§ OBJECTIVE: Update the items from the start through the line with "pixel 144 74" by replacing "Indicate" with "Mark" and changing nothing else. Give back only those lines, and leave the pictures out.

╭──

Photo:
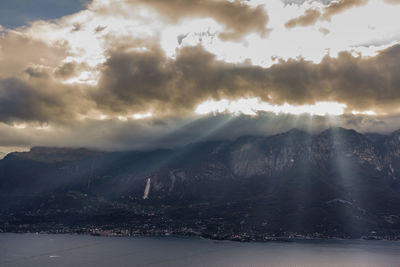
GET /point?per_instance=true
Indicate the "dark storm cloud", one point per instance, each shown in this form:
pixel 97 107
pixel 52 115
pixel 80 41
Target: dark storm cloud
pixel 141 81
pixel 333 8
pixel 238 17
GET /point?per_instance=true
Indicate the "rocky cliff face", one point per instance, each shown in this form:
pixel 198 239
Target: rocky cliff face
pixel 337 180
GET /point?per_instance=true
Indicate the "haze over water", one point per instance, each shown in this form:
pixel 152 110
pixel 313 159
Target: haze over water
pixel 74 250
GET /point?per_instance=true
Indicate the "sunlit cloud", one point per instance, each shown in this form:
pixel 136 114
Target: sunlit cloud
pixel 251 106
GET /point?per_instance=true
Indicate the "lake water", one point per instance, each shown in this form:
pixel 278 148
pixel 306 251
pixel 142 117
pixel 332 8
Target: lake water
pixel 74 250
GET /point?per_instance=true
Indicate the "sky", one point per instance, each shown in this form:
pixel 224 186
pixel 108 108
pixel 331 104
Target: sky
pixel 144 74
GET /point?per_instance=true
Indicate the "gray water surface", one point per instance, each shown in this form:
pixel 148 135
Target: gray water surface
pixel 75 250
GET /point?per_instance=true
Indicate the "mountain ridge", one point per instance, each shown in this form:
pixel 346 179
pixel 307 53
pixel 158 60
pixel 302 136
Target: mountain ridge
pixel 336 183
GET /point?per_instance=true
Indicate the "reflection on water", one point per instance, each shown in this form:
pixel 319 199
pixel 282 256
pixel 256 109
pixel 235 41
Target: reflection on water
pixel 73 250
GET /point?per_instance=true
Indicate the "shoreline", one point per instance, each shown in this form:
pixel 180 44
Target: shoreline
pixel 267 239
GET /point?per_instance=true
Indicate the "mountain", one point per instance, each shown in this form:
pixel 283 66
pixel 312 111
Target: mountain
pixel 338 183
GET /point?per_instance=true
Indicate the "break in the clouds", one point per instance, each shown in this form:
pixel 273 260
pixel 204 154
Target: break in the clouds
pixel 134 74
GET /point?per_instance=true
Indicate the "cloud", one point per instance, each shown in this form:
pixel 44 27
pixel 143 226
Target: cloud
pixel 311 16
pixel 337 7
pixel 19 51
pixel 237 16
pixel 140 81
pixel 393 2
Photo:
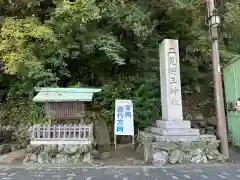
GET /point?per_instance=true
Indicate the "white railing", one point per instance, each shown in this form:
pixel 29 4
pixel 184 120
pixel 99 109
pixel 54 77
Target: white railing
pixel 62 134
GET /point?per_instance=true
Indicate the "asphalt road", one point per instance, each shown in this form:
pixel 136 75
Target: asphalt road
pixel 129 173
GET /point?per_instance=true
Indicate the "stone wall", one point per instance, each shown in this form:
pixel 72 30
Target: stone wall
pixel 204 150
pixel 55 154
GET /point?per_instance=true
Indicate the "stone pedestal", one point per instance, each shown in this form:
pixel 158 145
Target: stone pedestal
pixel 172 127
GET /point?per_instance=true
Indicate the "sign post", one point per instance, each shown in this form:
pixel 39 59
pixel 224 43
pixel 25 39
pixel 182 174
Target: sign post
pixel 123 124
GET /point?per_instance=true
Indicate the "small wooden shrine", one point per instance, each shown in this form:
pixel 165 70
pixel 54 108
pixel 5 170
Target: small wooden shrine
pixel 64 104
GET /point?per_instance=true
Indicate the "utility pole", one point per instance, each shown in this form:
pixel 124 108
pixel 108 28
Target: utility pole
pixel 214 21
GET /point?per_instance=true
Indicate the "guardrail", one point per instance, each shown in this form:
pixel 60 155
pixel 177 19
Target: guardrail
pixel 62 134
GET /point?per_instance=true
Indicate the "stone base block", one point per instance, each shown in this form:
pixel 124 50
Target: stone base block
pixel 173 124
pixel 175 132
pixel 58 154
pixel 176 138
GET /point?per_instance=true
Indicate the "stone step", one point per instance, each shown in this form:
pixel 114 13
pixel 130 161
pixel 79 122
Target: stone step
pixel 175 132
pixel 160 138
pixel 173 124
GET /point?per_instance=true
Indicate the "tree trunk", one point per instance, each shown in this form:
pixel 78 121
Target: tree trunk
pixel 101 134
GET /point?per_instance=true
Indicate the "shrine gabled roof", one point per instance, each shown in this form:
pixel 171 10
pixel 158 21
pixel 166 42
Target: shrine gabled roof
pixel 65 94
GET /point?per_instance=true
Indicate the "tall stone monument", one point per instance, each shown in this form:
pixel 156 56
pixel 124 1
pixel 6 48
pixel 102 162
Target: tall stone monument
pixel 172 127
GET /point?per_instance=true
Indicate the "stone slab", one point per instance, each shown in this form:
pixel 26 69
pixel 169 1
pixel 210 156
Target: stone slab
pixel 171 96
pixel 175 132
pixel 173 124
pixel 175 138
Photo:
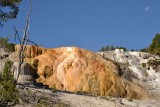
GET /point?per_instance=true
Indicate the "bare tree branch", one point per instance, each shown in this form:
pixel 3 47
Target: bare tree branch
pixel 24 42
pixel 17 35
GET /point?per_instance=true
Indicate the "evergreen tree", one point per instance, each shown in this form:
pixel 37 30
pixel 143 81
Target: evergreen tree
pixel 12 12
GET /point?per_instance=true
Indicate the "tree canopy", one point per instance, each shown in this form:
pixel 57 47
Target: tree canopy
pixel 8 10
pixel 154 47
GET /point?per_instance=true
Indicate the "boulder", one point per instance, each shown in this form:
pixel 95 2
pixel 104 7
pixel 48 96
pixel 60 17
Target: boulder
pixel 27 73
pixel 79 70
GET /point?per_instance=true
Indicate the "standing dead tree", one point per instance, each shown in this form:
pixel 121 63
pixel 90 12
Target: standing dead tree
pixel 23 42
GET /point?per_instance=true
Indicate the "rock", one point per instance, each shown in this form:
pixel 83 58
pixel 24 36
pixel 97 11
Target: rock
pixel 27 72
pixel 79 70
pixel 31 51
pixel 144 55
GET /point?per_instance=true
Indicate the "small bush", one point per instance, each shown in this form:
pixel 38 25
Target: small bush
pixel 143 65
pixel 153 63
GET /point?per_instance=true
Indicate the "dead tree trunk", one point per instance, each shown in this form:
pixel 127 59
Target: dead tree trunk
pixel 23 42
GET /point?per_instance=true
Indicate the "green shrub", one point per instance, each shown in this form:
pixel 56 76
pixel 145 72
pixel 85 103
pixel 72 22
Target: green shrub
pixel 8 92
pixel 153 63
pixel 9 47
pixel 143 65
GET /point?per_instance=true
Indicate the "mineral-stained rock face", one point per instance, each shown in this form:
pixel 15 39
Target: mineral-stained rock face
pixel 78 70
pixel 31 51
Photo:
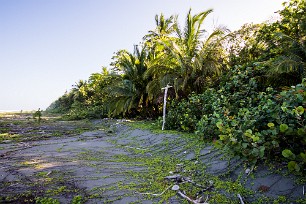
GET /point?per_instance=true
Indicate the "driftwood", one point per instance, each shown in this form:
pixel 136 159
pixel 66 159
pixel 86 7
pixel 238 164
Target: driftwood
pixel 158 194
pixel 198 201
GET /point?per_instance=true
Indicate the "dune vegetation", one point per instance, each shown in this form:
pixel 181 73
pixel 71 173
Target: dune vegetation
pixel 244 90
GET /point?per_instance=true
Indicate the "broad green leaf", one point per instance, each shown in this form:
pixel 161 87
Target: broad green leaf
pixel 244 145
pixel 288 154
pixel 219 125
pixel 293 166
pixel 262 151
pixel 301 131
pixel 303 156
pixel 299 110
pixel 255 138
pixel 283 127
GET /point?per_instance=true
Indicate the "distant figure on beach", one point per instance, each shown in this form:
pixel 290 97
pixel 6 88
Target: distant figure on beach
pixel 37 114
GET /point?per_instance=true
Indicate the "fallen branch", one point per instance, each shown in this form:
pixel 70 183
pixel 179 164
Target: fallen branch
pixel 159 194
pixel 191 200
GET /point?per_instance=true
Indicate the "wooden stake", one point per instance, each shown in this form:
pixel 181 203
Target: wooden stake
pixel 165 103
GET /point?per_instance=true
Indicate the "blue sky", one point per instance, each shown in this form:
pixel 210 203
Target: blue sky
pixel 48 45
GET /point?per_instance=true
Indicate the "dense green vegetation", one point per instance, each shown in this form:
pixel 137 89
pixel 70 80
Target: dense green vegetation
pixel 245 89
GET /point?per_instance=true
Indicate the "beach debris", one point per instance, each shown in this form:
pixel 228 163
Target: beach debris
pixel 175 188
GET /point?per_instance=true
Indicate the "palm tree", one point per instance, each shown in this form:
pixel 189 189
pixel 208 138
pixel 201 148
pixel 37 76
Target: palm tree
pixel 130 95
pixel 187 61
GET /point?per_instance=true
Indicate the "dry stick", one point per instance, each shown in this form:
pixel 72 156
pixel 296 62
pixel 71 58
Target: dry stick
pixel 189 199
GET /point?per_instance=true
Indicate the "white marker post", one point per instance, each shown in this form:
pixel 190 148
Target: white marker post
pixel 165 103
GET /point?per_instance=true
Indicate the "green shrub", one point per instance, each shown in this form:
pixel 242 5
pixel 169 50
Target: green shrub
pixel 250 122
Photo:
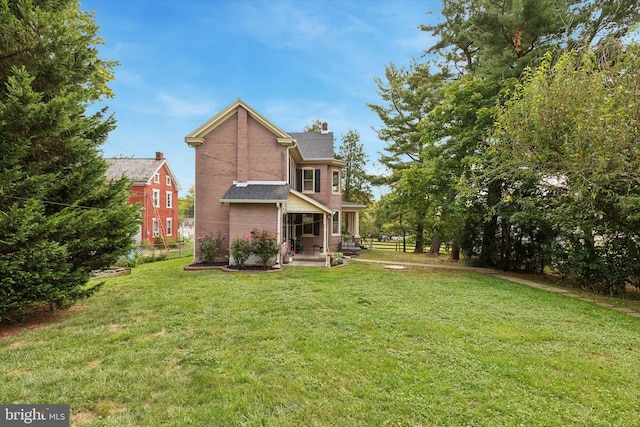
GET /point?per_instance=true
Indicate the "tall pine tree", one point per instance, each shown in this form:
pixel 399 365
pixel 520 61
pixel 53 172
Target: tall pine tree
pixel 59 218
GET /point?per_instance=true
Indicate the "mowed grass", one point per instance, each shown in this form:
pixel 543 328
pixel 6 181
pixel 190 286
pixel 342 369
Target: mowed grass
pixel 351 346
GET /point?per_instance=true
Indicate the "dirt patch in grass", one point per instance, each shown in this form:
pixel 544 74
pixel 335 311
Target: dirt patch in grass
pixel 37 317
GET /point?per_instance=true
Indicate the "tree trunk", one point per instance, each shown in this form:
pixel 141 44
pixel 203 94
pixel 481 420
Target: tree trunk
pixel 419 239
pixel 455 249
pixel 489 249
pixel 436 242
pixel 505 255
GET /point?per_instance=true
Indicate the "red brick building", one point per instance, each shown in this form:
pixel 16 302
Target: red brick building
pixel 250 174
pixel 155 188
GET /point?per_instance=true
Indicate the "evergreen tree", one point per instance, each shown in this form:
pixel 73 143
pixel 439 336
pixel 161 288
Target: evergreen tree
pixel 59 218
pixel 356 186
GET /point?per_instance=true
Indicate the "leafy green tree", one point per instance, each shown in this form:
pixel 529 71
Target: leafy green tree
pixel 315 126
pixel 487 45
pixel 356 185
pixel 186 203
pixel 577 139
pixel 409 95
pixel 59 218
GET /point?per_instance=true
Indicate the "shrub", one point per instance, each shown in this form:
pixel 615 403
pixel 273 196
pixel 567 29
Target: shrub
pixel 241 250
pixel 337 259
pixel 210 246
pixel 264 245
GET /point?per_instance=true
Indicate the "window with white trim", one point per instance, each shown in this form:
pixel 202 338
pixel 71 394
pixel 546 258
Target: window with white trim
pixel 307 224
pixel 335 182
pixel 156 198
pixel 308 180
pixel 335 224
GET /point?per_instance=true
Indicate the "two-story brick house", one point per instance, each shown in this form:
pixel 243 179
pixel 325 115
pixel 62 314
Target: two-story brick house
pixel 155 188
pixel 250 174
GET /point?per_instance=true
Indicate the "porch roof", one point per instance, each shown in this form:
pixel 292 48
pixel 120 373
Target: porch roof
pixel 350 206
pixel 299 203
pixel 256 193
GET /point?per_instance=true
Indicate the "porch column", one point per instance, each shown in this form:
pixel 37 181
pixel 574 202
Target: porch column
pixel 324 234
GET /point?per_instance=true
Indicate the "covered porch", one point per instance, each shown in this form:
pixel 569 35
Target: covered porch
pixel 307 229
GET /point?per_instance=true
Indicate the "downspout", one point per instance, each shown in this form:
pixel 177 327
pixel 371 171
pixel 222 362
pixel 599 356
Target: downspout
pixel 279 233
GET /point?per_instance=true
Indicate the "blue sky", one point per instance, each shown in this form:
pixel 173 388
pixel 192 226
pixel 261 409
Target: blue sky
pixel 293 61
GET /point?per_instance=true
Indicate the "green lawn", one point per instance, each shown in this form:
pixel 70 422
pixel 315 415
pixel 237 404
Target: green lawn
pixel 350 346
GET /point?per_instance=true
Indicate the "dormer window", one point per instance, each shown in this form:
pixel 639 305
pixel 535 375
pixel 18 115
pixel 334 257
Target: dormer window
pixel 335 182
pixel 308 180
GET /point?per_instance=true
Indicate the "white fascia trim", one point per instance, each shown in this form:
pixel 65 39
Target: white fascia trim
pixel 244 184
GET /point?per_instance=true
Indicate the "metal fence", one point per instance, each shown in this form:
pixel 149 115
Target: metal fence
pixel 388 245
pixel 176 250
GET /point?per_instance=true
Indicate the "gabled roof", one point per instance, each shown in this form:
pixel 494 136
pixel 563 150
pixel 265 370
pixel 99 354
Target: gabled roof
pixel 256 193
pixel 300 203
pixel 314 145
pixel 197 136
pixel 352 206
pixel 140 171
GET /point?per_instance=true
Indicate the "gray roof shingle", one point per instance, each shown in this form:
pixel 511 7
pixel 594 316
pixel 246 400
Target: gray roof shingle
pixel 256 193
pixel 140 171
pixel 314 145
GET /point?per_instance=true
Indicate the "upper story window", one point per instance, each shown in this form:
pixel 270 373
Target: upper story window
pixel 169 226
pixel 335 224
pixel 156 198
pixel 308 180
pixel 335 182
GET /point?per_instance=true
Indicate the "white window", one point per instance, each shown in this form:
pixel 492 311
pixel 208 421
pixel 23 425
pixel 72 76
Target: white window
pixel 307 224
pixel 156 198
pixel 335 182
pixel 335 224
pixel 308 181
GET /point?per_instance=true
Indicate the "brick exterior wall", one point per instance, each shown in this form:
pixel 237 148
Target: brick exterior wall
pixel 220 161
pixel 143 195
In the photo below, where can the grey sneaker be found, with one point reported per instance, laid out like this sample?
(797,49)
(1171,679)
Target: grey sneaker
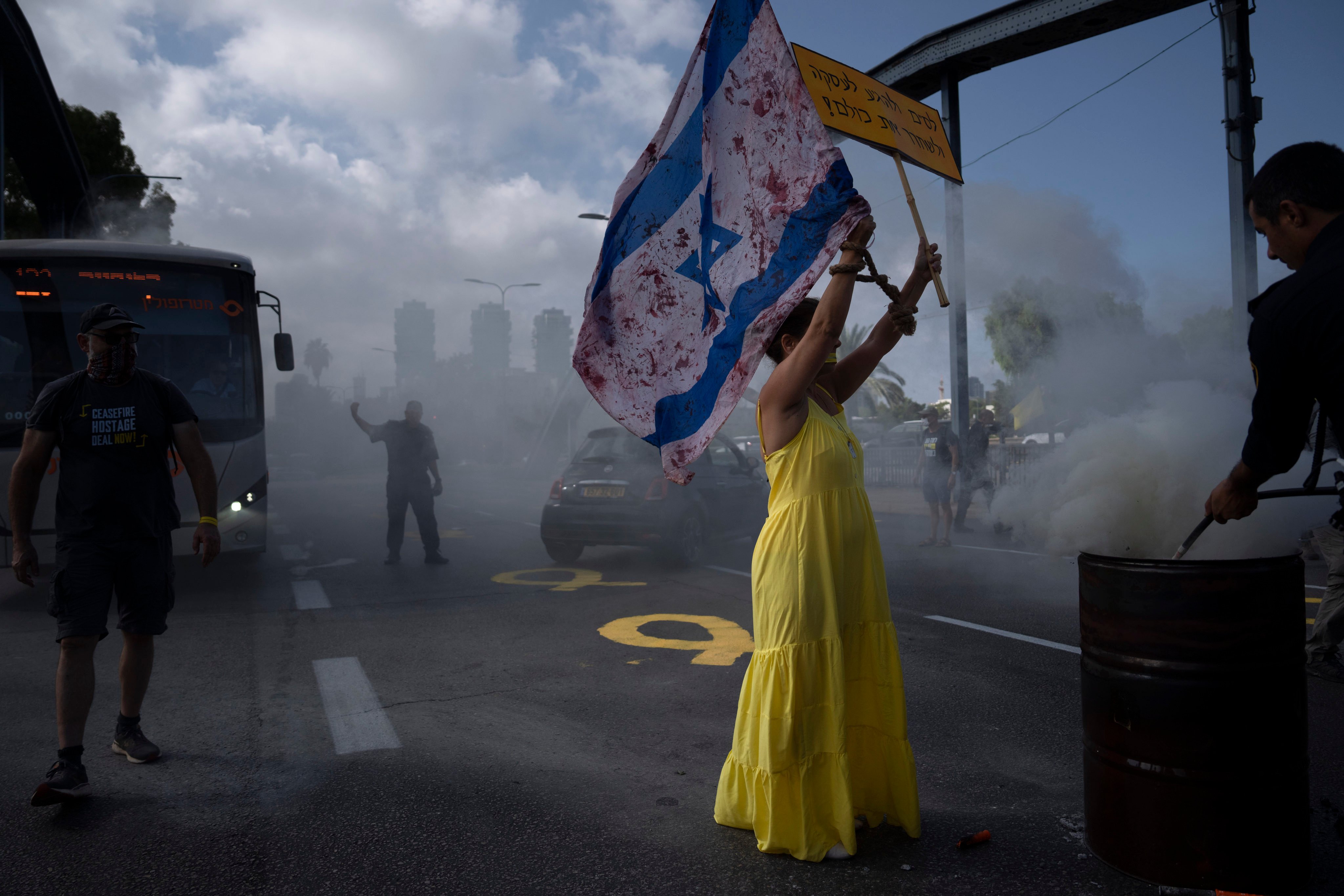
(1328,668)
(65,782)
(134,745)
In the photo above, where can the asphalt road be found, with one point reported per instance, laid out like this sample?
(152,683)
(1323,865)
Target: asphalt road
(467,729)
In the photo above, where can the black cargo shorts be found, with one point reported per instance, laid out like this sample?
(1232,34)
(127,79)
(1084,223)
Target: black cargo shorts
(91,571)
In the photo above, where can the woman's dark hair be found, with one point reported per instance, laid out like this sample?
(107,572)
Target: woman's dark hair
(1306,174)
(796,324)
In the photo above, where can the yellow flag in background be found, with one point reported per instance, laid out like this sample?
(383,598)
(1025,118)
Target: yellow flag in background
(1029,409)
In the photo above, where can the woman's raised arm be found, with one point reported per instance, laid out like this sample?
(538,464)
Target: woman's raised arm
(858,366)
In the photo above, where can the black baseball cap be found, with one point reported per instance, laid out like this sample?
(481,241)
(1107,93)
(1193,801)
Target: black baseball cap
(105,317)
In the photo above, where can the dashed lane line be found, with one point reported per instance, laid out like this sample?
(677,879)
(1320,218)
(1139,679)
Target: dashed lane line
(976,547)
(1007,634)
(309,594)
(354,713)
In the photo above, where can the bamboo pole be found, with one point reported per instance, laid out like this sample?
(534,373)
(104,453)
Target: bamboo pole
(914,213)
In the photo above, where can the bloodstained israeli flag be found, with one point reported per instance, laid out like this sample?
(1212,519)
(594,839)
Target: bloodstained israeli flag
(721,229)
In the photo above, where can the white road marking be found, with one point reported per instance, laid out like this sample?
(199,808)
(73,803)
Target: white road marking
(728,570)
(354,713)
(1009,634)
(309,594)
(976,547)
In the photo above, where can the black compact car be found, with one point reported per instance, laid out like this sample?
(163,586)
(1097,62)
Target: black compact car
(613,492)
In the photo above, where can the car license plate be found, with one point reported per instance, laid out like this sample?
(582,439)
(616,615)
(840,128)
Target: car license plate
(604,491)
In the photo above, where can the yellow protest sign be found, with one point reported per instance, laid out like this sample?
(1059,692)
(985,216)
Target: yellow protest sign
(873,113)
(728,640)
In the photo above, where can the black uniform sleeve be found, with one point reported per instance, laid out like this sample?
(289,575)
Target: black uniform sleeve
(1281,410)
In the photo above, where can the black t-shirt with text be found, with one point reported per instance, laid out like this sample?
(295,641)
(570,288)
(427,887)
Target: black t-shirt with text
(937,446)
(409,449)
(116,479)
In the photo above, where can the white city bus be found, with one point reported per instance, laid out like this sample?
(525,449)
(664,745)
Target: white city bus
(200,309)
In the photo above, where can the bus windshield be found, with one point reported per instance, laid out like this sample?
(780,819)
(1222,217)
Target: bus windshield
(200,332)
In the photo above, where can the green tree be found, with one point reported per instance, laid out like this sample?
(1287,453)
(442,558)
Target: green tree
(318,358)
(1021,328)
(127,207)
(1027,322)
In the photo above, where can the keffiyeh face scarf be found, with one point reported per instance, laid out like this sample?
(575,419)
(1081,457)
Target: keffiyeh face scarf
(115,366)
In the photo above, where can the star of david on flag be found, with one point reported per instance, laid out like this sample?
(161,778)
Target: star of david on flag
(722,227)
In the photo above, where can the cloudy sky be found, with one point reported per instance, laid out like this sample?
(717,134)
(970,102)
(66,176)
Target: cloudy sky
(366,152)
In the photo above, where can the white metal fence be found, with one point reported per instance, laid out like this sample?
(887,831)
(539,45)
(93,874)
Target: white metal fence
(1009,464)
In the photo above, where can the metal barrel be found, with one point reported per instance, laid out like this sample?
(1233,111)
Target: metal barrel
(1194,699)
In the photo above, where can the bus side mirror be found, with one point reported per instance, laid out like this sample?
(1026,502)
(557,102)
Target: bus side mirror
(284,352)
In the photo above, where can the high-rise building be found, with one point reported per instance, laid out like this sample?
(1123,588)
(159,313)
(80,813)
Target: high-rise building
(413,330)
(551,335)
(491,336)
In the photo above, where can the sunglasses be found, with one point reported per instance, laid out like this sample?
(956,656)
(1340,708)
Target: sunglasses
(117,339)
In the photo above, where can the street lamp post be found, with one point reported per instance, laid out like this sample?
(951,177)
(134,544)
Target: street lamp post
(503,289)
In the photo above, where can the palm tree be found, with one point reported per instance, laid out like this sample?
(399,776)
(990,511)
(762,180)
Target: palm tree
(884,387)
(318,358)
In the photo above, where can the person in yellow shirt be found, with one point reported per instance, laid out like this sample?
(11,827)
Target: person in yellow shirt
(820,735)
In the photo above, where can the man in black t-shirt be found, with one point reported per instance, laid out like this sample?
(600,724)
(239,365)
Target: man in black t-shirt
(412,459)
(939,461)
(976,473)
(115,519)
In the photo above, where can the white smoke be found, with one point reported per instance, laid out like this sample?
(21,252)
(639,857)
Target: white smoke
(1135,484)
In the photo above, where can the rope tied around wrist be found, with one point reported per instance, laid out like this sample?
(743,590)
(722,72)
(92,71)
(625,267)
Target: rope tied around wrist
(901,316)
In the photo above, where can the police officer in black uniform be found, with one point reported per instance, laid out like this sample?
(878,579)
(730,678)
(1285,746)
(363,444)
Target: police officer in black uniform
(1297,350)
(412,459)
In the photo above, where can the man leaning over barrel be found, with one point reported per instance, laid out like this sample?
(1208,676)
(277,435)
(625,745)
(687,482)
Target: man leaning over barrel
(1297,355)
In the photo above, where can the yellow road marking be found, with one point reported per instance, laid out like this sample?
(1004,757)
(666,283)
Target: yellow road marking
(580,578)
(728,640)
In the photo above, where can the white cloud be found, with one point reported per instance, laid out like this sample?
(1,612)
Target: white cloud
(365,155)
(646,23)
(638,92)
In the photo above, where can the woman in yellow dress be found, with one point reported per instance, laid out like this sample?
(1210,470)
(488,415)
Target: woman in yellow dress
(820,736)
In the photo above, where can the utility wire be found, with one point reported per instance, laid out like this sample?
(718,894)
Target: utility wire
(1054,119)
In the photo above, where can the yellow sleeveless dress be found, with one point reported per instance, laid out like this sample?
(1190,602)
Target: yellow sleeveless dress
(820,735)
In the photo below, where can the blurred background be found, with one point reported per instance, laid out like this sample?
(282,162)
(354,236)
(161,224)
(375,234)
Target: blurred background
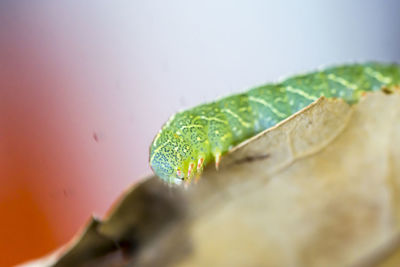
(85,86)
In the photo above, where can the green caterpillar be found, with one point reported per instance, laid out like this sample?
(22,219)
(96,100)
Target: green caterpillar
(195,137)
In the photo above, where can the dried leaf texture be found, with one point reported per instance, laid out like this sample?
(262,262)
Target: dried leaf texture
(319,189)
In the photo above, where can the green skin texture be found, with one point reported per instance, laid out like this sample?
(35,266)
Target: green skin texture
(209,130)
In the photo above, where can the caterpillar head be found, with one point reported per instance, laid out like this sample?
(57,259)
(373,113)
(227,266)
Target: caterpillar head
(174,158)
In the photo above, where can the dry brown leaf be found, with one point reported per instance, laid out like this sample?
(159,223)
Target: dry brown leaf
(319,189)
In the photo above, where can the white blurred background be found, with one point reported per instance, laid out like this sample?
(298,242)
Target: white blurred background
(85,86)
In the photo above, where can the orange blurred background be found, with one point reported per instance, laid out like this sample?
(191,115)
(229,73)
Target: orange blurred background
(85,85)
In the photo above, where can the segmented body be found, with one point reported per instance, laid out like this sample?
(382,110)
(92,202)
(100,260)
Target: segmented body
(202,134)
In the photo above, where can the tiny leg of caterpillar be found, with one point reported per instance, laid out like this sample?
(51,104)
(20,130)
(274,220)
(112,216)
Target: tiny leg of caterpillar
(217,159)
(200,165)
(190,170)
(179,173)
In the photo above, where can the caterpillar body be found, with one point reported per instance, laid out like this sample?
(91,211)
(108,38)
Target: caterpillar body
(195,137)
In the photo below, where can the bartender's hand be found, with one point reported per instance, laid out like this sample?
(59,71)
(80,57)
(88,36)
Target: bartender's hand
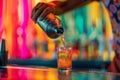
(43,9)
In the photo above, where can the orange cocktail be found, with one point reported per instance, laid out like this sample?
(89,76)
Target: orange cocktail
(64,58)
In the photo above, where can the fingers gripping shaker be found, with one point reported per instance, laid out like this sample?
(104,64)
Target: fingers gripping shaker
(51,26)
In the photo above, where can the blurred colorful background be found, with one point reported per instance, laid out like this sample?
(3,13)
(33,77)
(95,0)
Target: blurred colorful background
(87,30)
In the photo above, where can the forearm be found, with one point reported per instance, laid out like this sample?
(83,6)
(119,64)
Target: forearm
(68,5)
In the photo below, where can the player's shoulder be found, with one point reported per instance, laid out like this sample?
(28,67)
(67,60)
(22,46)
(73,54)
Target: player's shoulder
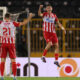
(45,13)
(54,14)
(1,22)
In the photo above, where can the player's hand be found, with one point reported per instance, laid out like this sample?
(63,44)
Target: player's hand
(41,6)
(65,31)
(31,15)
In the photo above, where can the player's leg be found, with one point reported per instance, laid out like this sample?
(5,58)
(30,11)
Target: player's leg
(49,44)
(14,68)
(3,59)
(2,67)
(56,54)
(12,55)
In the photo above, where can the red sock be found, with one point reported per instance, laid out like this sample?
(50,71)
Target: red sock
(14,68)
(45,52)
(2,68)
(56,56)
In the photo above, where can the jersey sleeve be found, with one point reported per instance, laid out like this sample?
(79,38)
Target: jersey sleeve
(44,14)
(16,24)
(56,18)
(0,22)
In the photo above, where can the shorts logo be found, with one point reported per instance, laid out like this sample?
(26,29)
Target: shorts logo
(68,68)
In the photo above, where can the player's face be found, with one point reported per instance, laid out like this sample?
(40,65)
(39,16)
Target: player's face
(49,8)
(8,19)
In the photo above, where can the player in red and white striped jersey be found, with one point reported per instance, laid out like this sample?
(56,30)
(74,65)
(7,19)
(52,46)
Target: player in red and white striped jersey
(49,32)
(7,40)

╰──

§ FINAL RESULT:
Photo:
GET /point?per_instance=true
Mark the "dark storm cloud", one point per instance, each shown in this form:
pixel 97 107
pixel 52 115
pixel 80 41
Target: dark storm cloud
pixel 141 81
pixel 333 8
pixel 238 17
GET /point?per_instance=true
Mark the "rocky cliff face", one point per instance, each shown in this form:
pixel 198 239
Target: rocky cliff face
pixel 337 180
GET /point?per_instance=true
Mark the "haze over water", one point per instance, each shown in this form:
pixel 152 110
pixel 313 159
Target: haze over water
pixel 74 250
GET /point?per_instance=true
Mark the "sunlit cloud", one point per instance, each shown in this form:
pixel 136 114
Target: sunlit cloud
pixel 251 106
GET /point?per_instance=true
Mark the "lake water", one point per instance, each shown in this form:
pixel 278 148
pixel 306 251
pixel 142 117
pixel 332 8
Target: lake water
pixel 74 250
GET /point?per_instance=true
Mark the "sky", one point per instance, each shown in this form:
pixel 224 186
pixel 108 108
pixel 331 104
Target: sky
pixel 144 74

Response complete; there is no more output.